Daftar Tugas
a - Ketik ulang bagian kutipan tentang Kitab Ulangan, mulai dari "Kitab Ulangan mencatat" terus ke bawah sampai "dari Septuaginta Deuteronomion.".
b - Menurut kutipan tentang Kitab Ulangan, di mana perjanjian kedua di bawah Musa dibuat, dan berapa lama setelah ratifikasi perjanjian Sinai?
c - Berdasarkan kutipan tentang Kitab Ulangan, jelaskan mengapa Musa dianggap mungkin saja memang pengarang kitab ini.

Kutipan Teks
Kitab Ulangan Aslinya Deuteronomi (Bahasa Yunani, artinya “hukum kedua”, yaitu ulangan dari kitab hukum pertama). Kitab kelima dan terakhir dari Pentateuch, kelima Taurat Musa. Judulnya (Deuteronomi) berasal dari Ul 17:18 ketika diterjemahkan dalam Septuaginta: raja “menyuruh menulis baginya salinan hukum ini [to deuteronomion]”.
Kitab Ulangan mencatat rincian perjanjian kedua di bawah Musa yang dibuat di dataran Moab empat puluh tahun sesudah ratifikasi perjanjian Sinai (Ul 29:1). Judul bahasa Ibrani kitab Ulangan berasal dari kata pembukaan, “eleh haddebarim” (Inilah perkataan-perkataan yang diucapkan Musa kepada seluruh orang Israel” (Ul 1:1). Judul bahasa Latin, Liber Deuteronomii, seperti judul bahasa Inggris, diambil dari Septuaginta Deuteronomion.
Dalam bentuknya, kitab Ulangan merupakan himpunan kata perpisahan Musa yang mengingatkan kembali syarat-syarat perjanjian yang menjadi tuntunan hidup orang Israel. Percakapan dilakukan Musa di dataran Moab (Ul 1:1-5) ketika suku Israel siap-siap memasuki tanah Kanaan. Israel harus hidup setia sepenuhnya kepada Tuhan dan mengikuti ketetapan-ketetapan perjanjian secara rinci: sanksi-sanksi, berkat dan kutuk. Kitab ini menekankan pahala dan hukuman yang akan datang karena kepatuhan atau ketidakpatuhan pada ketetapan hukum perjanjian. Pendek kata, perjanjian merupakan undang-undang dasar bangsa Israel, dengan mana suku-suku harus hidup sebagai suatu negara sekular di bawah pengarahan kaum |Lewi dan diatur dari suatu tempat suci.
I. Penulis dan Waktu Penulisan
II. Isi
III. Maksud dan Tema
- Perjanjian Sinai dan Moab
- Perjanjian sebagai suatu Traktat
- Undang-undang dasar Nasional
- Yosua
- Kitab Ulangan dalam Perjanjian Baru
I. Penulis dan Waktu Penulisan
Menurut tradisi, Musa menulis sendiri kelima buku Pentateuch atau Taurat, dan khususnya kitab Ulangan (bdk Ul 31:9.22.24). Jika Musa adalah pengarang kitab ini, maka kitab Ulangan berasal dari sekitar masa akhir hidup Musa di tahun 1400-an SM (atau mungkin di tahun 1200-an SM bergantung waktu penulisan kitab Keluaran yang kita terima). Tentu saja kitab Ulangan menunjukkan banyak keserupaan dengan perjanjian damai yang berasal dari milenium kedua SM (lihat di bawah nanti), dan situasi yang digambarkan di dalam kitab ini selaras dengan masa sebelum penaklukan Kanaan. Musa mungkin saja memang pengarang kitab ini; latar belakangnya di istana Mesir bukan saja mengajar dia membaca dan menulis, tetapi juga meliputi pendidikan peradatan hukum di kalangan pemerintahan Timur Dekat serta kebijaksanaan luar negeri. Ia mengenal prosedur-prosedur perjanjian dan traktat perdamaian, bukan sekedar istilah-istilahnya saja (bdk Kel 2:5-10; Kis 7:22).

Data Tercatat
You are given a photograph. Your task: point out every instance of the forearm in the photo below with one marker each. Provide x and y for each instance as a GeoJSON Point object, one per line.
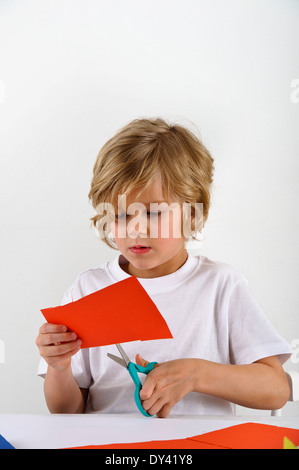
{"type": "Point", "coordinates": [256, 385]}
{"type": "Point", "coordinates": [62, 392]}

Jawaban
a -
Kitab Ulangan mencatat rincian perjanjian kedua di bawah Musa yang dibuat di dataran Moab empat puluh tahun sesudah ratifikasi perjanjian Sinai (Ul 29:1). Judul bahasa Ibrani kitab Ulangan berasal dari kata pembukaan, “eleh haddebarim” (Inilah perkataan-perkataan yang diucapkan Musa kepada seluruh orang Israel” (Ul 1:1). Judul bahasa Latin, Liber Deuteronomii, seperti judul bahasa Inggris, diambil dari Septuaginta Deuteronomion.

b - Di dataran Moab, empat puluh tahun sesudah ratifikasi perjanjian Sinai.

c - Latar belakang Musa di istana Mesir mengajarinya membaca dan menulis. Latar belakang itu juga mencakup pendidikan peradatan hukum di kalangan pemerintahan Timur Dekat serta kebijaksanaan luar negeri. Karena itu ia mengenal prosedur perjanjian dan traktat perdamaian, bukan hanya istilah-istilahnya.